__Source text__
----

Makes you wonder if there will be events in the late 2040s that we will be able to tie directly to what’s going on now, doesn’t it?

King Alfonso XIII of Spain was infected by the virus that caused the 1889-1890 Pandemic during the epidemic at age five, and grew seriously ill but survived. Twenty-nine years later, at age 34, he nearly died of the flu during the 1918 Pandemic, helping give that pandemic it its nickname the “Spanish Flu”

The 1889-1890 Pandemic lasted about 20 months, ending in December 1890, but there were recurrences in Spring 1891, winter 1891-1892, winter 1893-1894 and early 1895, each recurrence being less serious that the previous. It finally disappeared in 1895 – and by disappeared, it just became seasonal and endemic and was managed naturally through a level of natural immunity and treatment options or mutated to a less serious virus. OC43, if it is what caused the 1889-1890 Pandemic, still circulates today, causing common colds.

During an 1892 recurrence in Britain, the virus killed Prince Albert Rupert, Queen Victoria’s grandson and second in line to the throne after her and her son the Prince of Wales (later Edward VII). As a result, Prince Albert’s younger brother, George, took his place in line and became King George V in 1910 when his father died. George was king during the 1918 pandemic and is the grandfather of Queen Elizabeth II, meaning Her Majesty may owe her title and her throne to a coronavirus.

Another interesting historical note: The “Russian flu” sickened King Alfonso XIII of Spain, then only five years old and king since birth as his father died during his mother’s pregnancy. He grew severely ill and suffered a long recovery, remaining fatigued and lethargic for months. (Another similarity to COVID-19). His long recovery and lethargy forever left an image in the mind of Spanish nobles and subjects that he was a weak and sickly king. Alfonso would later become severely ill as an adult during the 1918 Pandemic, helping give that virus its nickname, the “Spanish Flu,” and helping further cement the idea of his feebleness in the minds of his people. Revolutionaries seized the opportunity to overthrow a sickly king and a decade and a half after the 1918 Pandemic, Alfonso was forced to abdicate during the Spanish Civil War and died in exile in Italy at a young age of 54 – perhaps weakened by lifelong effects of a novel coronavirus infection?

So what does this all tell us? Well if this was a coronavirus, it took just under two years to infect enough people for it to wane in a world of 1.2 billion people, but it came back several more times over the course of the next five years after that. Is that what we have to look forward to this time? Well, yes, possibly if there’s no vaccine, but a vaccine is very likely and will shorten that timeline tremendously.

And a century or more from now, humans might still be infected by SARS-COVID2, but it would barely give them a cold. Who knows what the world will look like then though?

----

__Extracted records__

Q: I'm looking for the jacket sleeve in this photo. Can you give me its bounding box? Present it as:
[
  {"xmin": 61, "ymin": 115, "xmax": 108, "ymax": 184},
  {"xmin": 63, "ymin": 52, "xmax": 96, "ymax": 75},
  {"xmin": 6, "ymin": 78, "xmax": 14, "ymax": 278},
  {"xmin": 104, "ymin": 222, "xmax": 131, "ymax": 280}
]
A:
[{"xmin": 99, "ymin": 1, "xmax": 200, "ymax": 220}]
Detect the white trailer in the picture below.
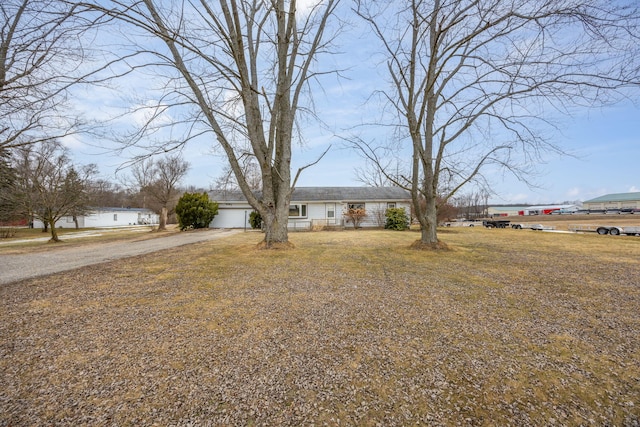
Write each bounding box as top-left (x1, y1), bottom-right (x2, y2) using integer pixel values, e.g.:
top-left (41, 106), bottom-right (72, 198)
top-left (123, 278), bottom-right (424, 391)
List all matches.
top-left (569, 225), bottom-right (640, 236)
top-left (511, 222), bottom-right (556, 231)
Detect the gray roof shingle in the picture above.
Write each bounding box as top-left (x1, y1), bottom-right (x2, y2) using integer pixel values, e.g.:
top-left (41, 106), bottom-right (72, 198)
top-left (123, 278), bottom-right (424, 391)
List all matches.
top-left (209, 187), bottom-right (411, 202)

----

__Exercise A__
Decide whether each statement below agrees with the text on the 1889-1890 pandemic, answering yes or no and quoting the deciding words: (i) King Alfonso XIII was five years old when he caught the virus behind the 1889-1890 pandemic; (ii) Prince Albert Rupert died during a recurrence of the virus in 1895; (iii) Alfonso died in exile in France.
__Exercise B__
In the text on the 1889-1890 pandemic, rewrite the passage from "During an 1892" up to and including "to a coronavirus.", swapping "1892" for "1893".

__Answer A__
(i) Yes: "infected by the virus that caused the 1889-1890 Pandemic during the epidemic at age five"
(ii) No: "During an 1892 recurrence in Britain, the virus killed Prince Albert Rupert"
(iii) No: "died in exile in Italy at a young age of 54"

__Answer B__
During an 1893 recurrence in Britain, the virus killed Prince Albert Rupert, Queen Victoria’s grandson and second in line to the throne after her and her son the Prince of Wales (later Edward VII). As a result, Prince Albert’s younger brother, George, took his place in line and became King George V in 1910 when his father died. George was king during the 1918 pandemic and is the grandfather of Queen Elizabeth II, meaning Her Majesty may owe her title and her throne to a coronavirus.